# Exercise 1
Write out the forum excerpt from "Next, we capture" to "static placeholder 2.", swapping "placeholder" for "buffer" throughout that passage.
======== Page excerpt ========
Next, we capture g2 and make g2 use the same memory pool as g1. And the situation which we have is something like the following:

  • g2 uses the same CUDAGraph Memory Pool as g1 for its internal operations.
  • g2 gets its input from a different static placeholder 2.
  • Output of g2 is again a pointer to the CUDAGraph memory pool.

From the post:

With torch.cuda.make_graphed_callables(), if you want to graph several callables and you know they’ll always run in the same order (and never concurrently) pass them as a tuple in the same order they’ll run in the live workload, and make_graphed_callables() will capture their graphs using a shared private pool.

This means that if the capture sequence is g1 → g2, we should follow the order of g1 → g2 during replay. (why?)

I want to understand a few details about the approach:

  1. I guess copying data to the static placeholder is not required in CUDAGraph trees (based on the diagrams and the lightning talk by @eellison). The output address of g1 is baked into the graph g2 as its (static) input.
  2. If we have a chain, say g1 → g2, I guess g1 and g2 share the same CUDA memory pool in the same manner as in the case of eager CUDA Graph capture.
  3. Now, as in the post by @eellison following g1 → g2 if we have another graph g4 (a chain g1 → g2 → g4), I guess, g4 as well shares the same memory pool as that of g1, g2 right?
======== Exercise inputs ========
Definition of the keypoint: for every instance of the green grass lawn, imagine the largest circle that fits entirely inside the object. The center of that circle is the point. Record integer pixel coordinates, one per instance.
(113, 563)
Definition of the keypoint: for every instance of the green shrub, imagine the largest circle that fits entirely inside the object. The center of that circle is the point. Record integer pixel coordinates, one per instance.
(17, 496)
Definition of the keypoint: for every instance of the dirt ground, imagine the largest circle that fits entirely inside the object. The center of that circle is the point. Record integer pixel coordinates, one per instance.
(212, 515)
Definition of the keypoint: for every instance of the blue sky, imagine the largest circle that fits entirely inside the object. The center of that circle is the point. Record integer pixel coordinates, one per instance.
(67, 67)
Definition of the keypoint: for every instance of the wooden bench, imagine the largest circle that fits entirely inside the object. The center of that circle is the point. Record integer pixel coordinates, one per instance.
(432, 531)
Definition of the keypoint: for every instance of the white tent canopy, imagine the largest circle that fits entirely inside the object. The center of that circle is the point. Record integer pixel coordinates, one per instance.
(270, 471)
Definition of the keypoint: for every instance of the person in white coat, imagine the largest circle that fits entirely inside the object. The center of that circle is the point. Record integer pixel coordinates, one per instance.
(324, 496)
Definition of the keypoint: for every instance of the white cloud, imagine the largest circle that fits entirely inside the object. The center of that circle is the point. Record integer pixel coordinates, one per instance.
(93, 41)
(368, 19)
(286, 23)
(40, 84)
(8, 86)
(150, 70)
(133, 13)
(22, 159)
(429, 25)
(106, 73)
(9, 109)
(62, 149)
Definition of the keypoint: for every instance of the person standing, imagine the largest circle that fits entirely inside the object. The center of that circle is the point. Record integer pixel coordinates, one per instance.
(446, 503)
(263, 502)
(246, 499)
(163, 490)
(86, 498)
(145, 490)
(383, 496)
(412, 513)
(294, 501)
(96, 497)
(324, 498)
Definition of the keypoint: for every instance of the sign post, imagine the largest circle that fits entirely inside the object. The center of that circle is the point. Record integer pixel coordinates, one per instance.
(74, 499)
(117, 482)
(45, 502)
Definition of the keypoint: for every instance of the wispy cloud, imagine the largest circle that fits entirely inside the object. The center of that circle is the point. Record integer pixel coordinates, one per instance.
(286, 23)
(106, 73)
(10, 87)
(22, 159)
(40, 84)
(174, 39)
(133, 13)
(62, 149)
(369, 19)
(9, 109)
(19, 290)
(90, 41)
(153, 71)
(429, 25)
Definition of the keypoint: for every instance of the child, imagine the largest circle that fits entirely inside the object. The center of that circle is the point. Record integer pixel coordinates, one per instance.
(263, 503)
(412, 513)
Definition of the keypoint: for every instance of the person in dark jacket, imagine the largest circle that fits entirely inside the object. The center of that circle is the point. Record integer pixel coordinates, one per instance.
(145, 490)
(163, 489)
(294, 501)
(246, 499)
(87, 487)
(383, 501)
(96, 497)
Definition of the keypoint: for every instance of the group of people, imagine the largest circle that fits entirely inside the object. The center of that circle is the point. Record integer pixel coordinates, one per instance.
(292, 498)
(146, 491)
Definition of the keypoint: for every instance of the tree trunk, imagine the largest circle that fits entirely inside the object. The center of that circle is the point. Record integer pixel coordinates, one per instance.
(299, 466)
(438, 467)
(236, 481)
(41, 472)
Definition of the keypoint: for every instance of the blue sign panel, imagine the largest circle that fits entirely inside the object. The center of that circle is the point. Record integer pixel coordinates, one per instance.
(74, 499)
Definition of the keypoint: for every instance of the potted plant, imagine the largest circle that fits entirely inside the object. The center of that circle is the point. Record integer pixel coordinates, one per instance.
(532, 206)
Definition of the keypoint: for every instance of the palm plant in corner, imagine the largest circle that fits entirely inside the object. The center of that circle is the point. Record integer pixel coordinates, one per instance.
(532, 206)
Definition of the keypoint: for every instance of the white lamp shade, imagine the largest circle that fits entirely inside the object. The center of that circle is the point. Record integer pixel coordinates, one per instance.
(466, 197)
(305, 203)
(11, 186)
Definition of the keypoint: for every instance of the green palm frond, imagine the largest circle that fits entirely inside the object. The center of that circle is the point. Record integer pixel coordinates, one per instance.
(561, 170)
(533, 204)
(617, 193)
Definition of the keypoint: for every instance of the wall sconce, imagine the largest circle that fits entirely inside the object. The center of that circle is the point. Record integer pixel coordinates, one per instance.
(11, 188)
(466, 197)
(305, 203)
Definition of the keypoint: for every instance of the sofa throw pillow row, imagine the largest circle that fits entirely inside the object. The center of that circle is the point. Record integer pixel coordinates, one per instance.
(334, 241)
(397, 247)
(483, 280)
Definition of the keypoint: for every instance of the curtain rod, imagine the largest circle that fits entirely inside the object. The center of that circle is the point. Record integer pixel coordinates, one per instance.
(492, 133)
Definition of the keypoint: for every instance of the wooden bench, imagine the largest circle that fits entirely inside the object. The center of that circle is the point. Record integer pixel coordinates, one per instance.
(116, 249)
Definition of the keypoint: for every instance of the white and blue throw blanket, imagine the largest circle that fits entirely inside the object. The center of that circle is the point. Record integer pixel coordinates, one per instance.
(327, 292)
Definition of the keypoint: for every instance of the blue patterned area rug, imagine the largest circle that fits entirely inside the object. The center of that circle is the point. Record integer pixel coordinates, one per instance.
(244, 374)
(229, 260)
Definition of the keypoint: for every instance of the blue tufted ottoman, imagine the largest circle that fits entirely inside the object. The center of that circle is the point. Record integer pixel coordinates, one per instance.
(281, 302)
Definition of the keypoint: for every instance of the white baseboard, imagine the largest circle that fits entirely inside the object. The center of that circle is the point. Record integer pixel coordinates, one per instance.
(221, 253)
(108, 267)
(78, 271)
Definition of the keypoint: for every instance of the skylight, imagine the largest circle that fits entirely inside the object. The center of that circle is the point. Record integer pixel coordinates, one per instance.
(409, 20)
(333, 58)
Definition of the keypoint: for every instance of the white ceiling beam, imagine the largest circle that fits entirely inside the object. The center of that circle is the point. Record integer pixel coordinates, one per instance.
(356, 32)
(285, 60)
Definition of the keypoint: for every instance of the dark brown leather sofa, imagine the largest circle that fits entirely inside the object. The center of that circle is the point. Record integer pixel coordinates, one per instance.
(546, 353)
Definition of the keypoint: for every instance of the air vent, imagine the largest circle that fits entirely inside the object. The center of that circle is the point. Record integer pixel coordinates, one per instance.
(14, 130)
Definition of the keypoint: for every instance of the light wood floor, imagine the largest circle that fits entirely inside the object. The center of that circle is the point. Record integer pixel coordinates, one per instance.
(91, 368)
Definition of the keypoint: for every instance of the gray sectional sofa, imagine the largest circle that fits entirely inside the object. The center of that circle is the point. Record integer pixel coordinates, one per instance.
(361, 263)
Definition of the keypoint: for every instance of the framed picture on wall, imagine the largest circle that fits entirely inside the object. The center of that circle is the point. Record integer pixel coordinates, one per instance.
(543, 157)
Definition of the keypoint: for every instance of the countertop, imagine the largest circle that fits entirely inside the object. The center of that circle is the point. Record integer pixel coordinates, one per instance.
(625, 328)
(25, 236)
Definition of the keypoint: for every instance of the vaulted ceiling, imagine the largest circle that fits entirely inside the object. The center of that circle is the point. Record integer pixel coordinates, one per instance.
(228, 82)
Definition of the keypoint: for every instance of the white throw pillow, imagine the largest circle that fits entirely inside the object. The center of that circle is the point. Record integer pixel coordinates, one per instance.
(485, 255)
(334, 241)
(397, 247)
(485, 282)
========
# Exercise 2
Pick out each line of the records that contains the word "cloud", and copy every such line.

# Answer 1
Next, we capture g2 and make g2 use the same memory pool as g1. And the situation which we have is something like the following:

  • g2 uses the same CUDAGraph Memory Pool as g1 for its internal operations.
  • g2 gets its input from a different static buffer 2.

# Answer 2
Definition of the keypoint: for every instance of the white cloud, imagine the largest circle that fits entirely inside the object. The center of that circle is the point. Record integer pixel coordinates, one per instance.
Definition of the keypoint: for every instance of the wispy cloud, imagine the largest circle that fits entirely inside the object. The center of that circle is the point. Record integer pixel coordinates, one per instance.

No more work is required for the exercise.